══ Data ══

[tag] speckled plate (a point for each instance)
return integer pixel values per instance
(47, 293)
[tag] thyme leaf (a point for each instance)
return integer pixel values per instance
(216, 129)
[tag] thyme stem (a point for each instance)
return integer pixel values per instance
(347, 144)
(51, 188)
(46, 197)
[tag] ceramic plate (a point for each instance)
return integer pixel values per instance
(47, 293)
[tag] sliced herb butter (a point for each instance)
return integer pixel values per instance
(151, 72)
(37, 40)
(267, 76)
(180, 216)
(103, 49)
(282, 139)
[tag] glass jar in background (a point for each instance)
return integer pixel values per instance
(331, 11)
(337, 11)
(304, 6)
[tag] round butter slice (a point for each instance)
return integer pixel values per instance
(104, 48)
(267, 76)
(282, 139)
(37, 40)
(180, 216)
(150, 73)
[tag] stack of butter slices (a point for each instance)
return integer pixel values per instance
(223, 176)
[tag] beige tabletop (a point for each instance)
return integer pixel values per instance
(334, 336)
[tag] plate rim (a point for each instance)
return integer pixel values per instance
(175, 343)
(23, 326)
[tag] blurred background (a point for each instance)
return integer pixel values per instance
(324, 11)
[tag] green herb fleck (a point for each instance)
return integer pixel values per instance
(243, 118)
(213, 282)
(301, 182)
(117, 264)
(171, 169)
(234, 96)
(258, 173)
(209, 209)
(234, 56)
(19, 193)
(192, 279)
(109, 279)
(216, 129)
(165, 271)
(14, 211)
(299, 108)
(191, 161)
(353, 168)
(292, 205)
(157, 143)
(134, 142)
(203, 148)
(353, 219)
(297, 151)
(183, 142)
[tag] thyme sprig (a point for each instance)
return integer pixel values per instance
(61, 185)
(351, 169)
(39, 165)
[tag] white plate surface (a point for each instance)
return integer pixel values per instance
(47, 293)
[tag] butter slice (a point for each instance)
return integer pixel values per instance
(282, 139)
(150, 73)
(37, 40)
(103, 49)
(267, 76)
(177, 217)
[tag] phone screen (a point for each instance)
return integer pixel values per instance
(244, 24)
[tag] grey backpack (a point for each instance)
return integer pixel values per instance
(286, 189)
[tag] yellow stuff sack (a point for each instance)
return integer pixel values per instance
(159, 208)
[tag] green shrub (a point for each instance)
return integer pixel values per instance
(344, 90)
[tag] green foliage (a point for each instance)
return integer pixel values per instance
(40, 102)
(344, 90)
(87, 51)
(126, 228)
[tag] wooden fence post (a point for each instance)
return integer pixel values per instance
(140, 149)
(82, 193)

═══

Set down, exactly as written, each line of the data from its opening line through the one containing "[tag] round butter". Output nothing more.

[tag] speckled plate (a point for each instance)
return integer pixel values per instance
(47, 293)
[tag] thyme leaf (a point for each instance)
return integer pixel values per instance
(216, 129)
[tag] thyme stem (a point for each instance)
return integer pixel values per instance
(347, 144)
(51, 188)
(46, 197)
[tag] ceramic plate (a point for each instance)
return integer pixel values per instance
(47, 293)
[tag] sliced herb butter (a point for each instance)
return integer pixel values per instance
(151, 72)
(37, 40)
(267, 76)
(180, 216)
(103, 49)
(282, 139)
[tag] glass jar in background (a point for each instance)
return integer pixel values per instance
(331, 11)
(337, 11)
(304, 6)
[tag] round butter slice (a point for each instance)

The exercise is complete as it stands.